**Textauszug**

- - -

Soweit ein höherer Steuerschaden im Raum steht, hätte die Klägerin zwar keinen Anspruch auf Schadensersatz, sondern nur einen solchen auf Freistellung von der von ihr geschuldeten Verbindlichkeit. Dies ist indes Gegenstand des Betragsverfahrens.
4. Anders als der Beklagte meint, steht weder der Feststellung eines Mindestschadens im Rahmen des Grundurteils noch einer späteren Verurteilung zur Leistung von Schadensersatz entgegen, dass das Ergebnis des finanzgerichtlichen Verfahrens vorliegend noch offen ist. Durch eine einschränkende Verurteilung im Betragsverfahren, dass der Beklagte nur Zug um Zug gegen Abtretung eventueller Erstattungsansprüche gegen das Finanzamt zu leisten braucht (vgl. etwa BGH, Urteil vom 12. Juni 1992 - V ZR 106/91, NJW 1992, 2817 f., hier zitiert nach Juris Rn. 15), ist dieser ausreichend davor geschützt ist, der Klägerin einen ihr nicht zustehenden Vorteil zukommen zu lassen. Dass die Klägerin bislang einen solchen Zug-um-Zug-Antrag nicht gestellt hat, ist unschädlich, denn eine entsprechende Einschränkung könnte auch ohne einen solchen Antrag erfolgen und würde zu einer teilweisen Klagabweisung führen.

- - -

(Erfasste Daten)
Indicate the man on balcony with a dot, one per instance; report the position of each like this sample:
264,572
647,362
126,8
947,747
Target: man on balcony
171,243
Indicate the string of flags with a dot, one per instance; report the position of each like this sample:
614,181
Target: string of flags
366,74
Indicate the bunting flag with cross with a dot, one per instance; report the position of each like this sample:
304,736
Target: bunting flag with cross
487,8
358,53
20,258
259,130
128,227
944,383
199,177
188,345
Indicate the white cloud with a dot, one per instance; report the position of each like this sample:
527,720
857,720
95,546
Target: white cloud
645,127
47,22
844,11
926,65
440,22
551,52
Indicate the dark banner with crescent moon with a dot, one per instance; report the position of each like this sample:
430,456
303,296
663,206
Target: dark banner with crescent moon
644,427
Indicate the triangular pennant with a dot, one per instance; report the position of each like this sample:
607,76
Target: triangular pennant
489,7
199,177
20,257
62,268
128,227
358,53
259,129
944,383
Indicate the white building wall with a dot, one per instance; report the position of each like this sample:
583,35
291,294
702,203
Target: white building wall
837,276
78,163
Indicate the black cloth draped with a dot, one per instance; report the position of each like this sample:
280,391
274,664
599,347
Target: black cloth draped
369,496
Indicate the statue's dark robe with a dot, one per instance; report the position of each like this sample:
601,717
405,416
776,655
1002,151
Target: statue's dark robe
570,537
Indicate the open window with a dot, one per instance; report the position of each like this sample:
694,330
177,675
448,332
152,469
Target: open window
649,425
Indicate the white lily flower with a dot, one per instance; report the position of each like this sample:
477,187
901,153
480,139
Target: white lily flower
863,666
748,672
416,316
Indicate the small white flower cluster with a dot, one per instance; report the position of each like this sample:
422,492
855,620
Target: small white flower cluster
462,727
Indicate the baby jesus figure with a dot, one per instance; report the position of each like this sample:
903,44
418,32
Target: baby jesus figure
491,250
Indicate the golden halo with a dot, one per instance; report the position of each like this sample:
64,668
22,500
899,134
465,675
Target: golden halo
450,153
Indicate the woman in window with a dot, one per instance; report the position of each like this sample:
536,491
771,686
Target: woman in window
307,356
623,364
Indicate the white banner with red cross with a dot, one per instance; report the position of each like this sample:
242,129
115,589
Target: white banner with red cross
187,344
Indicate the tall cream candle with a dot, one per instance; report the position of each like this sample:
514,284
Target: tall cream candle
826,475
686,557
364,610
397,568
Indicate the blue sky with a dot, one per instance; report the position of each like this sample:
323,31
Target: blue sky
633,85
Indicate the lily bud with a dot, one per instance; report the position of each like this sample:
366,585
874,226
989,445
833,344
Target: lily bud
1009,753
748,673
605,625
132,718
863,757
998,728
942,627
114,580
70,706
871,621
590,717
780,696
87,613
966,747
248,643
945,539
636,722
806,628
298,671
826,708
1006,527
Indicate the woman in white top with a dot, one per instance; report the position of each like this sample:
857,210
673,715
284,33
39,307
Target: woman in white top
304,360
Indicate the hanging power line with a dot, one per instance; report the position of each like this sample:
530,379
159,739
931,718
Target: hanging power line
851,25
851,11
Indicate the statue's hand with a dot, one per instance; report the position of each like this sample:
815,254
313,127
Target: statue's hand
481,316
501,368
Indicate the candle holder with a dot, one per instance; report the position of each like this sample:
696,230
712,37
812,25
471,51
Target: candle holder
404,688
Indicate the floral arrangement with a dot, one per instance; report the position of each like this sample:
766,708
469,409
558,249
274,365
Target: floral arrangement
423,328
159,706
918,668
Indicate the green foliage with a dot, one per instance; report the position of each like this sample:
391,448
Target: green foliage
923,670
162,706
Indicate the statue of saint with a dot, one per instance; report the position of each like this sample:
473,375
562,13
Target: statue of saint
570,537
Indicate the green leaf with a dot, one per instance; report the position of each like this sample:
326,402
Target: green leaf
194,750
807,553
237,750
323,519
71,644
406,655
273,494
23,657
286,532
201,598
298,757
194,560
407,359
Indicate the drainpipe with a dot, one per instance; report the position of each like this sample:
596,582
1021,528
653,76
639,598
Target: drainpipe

- - -

**Aufgaben**
- 1) Prüfe, ob die folgenden Aussagen mit dem Textauszug zum Steuerschaden übereinstimmen. Beantworte jede mit Ja oder Nein und zitiere die entscheidenden Worte wörtlich.
(a) Bei einem höheren Steuerschaden hätte die Klägerin nur einen Anspruch auf Freistellung.
(b) Das finanzgerichtliche Verfahren ist bereits abgeschlossen.
(c) Eine Einschränkung Zug um Zug setzt einen Antrag der Klägerin voraus.
- 2) Führe den Textauszug zum Steuerschaden nach seinem letzten Satz fort.
Die Datensätze stammen aus einer anderen Quelle.

**Erwartete Ergebnisse**
- 1)
(a) Ja: „sondern nur einen solchen auf Freistellung von der von ihr geschuldeten Verbindlichkeit“
(b) Nein: „dass das Ergebnis des finanzgerichtlichen Verfahrens vorliegend noch offen ist“
(c) Nein: „eine entsprechende Einschränkung könnte auch ohne einen solchen Antrag erfolgen“

- 2)
Soweit der Beklagte darauf abhebt, dass sich die - auch hier - in Bezug genommene Entscheidung des Bundesgerichtshofs vom 12. Juni 1992 auf eine Freistellungsverpflichtung bezieht, die Klägerin aber Schadensersatz verlangt, übersieht er, dass Schadensersatz auch in Gestalt einer Befreiung von Verbindlichkeiten geschuldet sein kann (vgl. Palandt/Heinrichs, BGB, 68. Aufl., § 257 Rn. 1 und Vorbemerkung vor § 249 Rn. 46). Hiernach stellt die Belastung mit einer Verbindlichkeit - etwa der Steuerschuld - einen zu ersetzenden Schaden dar und zwar auch dann, wenn der Belastete weder Vermögen noch Einkommen hat und daher nicht leistungsfähig ist.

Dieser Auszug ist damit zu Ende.